**YOUR TASK**
Consider the listing below. Extract exactly the lines from the line containing "Target: rock pile" to the line containing "[point] rough stone", both included.
(INPUT RECORDS Opens)
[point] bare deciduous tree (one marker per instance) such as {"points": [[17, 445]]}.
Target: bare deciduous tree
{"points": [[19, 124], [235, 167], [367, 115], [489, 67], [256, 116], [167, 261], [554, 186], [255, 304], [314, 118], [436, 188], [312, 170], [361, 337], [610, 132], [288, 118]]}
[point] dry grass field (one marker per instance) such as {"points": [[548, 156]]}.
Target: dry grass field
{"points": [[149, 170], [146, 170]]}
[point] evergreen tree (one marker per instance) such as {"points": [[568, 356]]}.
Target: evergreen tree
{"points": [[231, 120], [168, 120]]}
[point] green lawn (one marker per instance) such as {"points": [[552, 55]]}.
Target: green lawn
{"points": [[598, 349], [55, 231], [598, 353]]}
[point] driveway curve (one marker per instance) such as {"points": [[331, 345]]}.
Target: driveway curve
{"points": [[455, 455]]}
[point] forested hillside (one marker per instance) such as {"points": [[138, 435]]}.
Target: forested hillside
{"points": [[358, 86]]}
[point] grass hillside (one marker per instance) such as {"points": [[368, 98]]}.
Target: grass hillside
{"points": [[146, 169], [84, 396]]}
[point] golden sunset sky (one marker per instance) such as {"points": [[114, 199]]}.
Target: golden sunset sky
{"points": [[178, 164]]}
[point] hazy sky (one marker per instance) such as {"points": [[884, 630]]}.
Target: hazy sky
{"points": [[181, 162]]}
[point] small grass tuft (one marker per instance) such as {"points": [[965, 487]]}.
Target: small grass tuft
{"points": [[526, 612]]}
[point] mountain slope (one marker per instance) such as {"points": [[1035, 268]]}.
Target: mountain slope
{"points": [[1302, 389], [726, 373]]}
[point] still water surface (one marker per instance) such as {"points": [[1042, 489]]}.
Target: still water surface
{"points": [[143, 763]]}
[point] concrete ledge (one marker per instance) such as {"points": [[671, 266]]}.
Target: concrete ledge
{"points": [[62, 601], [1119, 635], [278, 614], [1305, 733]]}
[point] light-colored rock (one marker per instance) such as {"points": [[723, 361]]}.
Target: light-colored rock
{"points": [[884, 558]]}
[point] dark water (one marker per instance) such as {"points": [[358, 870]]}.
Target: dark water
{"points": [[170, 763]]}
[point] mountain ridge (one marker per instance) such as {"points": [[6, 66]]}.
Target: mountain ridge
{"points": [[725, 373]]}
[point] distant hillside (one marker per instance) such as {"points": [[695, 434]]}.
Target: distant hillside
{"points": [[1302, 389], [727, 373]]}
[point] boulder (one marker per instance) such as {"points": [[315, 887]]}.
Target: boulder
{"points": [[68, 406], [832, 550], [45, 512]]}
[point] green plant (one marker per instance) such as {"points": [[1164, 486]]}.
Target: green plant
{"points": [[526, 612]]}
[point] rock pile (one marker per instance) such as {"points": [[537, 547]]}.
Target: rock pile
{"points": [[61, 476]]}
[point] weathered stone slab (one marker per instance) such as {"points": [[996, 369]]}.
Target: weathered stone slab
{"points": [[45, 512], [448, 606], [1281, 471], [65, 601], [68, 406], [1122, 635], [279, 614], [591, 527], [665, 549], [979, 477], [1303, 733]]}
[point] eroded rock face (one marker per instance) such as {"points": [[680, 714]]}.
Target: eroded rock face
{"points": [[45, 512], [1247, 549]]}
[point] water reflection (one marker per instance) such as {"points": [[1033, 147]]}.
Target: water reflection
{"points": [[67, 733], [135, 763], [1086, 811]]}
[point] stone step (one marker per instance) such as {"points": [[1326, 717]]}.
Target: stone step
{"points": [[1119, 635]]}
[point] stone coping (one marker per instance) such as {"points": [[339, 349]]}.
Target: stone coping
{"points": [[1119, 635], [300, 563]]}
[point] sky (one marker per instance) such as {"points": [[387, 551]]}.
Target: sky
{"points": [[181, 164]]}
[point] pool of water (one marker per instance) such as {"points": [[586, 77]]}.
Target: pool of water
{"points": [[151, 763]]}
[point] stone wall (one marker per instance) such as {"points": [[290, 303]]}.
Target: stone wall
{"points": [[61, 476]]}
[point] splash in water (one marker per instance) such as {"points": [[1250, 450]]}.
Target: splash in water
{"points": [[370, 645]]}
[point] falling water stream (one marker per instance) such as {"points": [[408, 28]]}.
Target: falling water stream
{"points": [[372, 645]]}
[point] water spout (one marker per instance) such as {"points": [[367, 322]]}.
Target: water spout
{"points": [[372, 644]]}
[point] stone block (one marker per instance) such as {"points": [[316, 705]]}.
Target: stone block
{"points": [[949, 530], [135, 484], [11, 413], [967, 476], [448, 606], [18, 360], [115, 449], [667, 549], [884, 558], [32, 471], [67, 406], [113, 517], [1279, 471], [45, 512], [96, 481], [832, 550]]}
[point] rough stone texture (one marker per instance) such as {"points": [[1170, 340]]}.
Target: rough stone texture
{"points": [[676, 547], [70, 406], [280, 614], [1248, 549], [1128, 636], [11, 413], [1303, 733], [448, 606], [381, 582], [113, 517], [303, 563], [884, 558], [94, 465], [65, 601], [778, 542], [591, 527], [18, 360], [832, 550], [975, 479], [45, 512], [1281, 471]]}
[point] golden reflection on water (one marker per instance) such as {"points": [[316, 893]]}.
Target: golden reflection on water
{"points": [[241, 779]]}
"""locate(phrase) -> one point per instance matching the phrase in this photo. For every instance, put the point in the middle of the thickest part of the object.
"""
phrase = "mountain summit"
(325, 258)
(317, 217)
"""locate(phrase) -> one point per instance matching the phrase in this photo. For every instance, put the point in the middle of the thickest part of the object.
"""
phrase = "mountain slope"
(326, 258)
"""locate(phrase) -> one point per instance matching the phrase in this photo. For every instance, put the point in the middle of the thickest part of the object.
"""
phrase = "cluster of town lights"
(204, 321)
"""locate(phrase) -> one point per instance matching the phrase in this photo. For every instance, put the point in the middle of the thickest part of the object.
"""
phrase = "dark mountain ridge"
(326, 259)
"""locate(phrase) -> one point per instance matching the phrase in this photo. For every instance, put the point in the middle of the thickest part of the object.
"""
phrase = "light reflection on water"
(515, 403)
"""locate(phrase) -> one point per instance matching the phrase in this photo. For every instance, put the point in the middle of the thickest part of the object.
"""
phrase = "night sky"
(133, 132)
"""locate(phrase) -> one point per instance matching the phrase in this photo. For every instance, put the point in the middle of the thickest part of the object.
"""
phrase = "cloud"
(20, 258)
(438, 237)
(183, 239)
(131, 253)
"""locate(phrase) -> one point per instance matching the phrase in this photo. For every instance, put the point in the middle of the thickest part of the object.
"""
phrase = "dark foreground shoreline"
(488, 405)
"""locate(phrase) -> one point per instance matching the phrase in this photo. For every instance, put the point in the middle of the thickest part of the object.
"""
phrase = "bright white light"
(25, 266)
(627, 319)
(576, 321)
(INPUT RECORDS Closes)
**EXPECTED ANSWER**
Target: rock pile
{"points": [[61, 476]]}
[point] weathered stone slab (one marker per instance) such as {"points": [[996, 369]]}.
Target: weathered stone slab
{"points": [[45, 512], [448, 606], [1281, 471], [65, 601], [68, 406], [1122, 635], [279, 614], [591, 527], [665, 549], [979, 477], [1303, 733]]}
[point] eroded rock face (one marker per instance) such as {"points": [[680, 714]]}.
Target: eroded rock face
{"points": [[45, 512], [1247, 549]]}
[point] water reflection (one marker per instance) such as {"points": [[1033, 147]]}.
Target: water reflection
{"points": [[67, 733], [135, 763], [1086, 811]]}
[point] stone step (one marker per instance) such as {"points": [[1326, 717]]}.
Target: stone step
{"points": [[1119, 635]]}
[point] stone coping (one marker per instance) such as {"points": [[339, 349]]}.
Target: stone coping
{"points": [[1119, 635], [300, 563]]}
[point] sky (one marker per instance) such as {"points": [[387, 551]]}.
Target: sky
{"points": [[181, 164]]}
[point] pool of water (one marker per instance) such as {"points": [[586, 77]]}.
Target: pool of water
{"points": [[151, 763]]}
[point] stone wall (one marker per instance) such as {"points": [[290, 303]]}.
Target: stone wall
{"points": [[61, 476]]}
[point] splash in water (one marker per instance) such as {"points": [[1250, 450]]}.
Target: splash in water
{"points": [[370, 645]]}
[point] falling water stream (one marker per instance) such as {"points": [[408, 28]]}.
Target: falling water stream
{"points": [[372, 645]]}
[point] water spout (one marker per instance) such as {"points": [[367, 322]]}.
Target: water spout
{"points": [[372, 644]]}
[point] stone block (one marker per instance) such as {"points": [[316, 705]]}.
Target: stone block
{"points": [[949, 530], [135, 484], [11, 413], [967, 476], [448, 606], [18, 360], [115, 449], [667, 549], [884, 558], [32, 471], [67, 406], [113, 517], [1279, 471], [45, 512], [96, 481], [832, 550]]}
[point] rough stone texture (one marker per instance) such as {"points": [[1170, 340]]}.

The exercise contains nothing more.